→ INSTRUCTIONS FOR THE TASK
Reproduce the lines below word for word, without changing anything.

→ MATERIALS PROVIDED
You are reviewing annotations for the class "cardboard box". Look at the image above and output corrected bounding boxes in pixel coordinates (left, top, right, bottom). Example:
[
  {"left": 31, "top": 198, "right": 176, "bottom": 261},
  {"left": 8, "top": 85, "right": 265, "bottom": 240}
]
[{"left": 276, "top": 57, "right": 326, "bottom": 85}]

→ THE REPLY
You are reviewing annotations for the class "cardboard box". Look at the image above and output corrected bounding boxes in pixel coordinates (left, top, right, bottom). Example:
[
  {"left": 31, "top": 198, "right": 176, "bottom": 261},
  {"left": 8, "top": 85, "right": 265, "bottom": 240}
]
[{"left": 276, "top": 57, "right": 326, "bottom": 85}]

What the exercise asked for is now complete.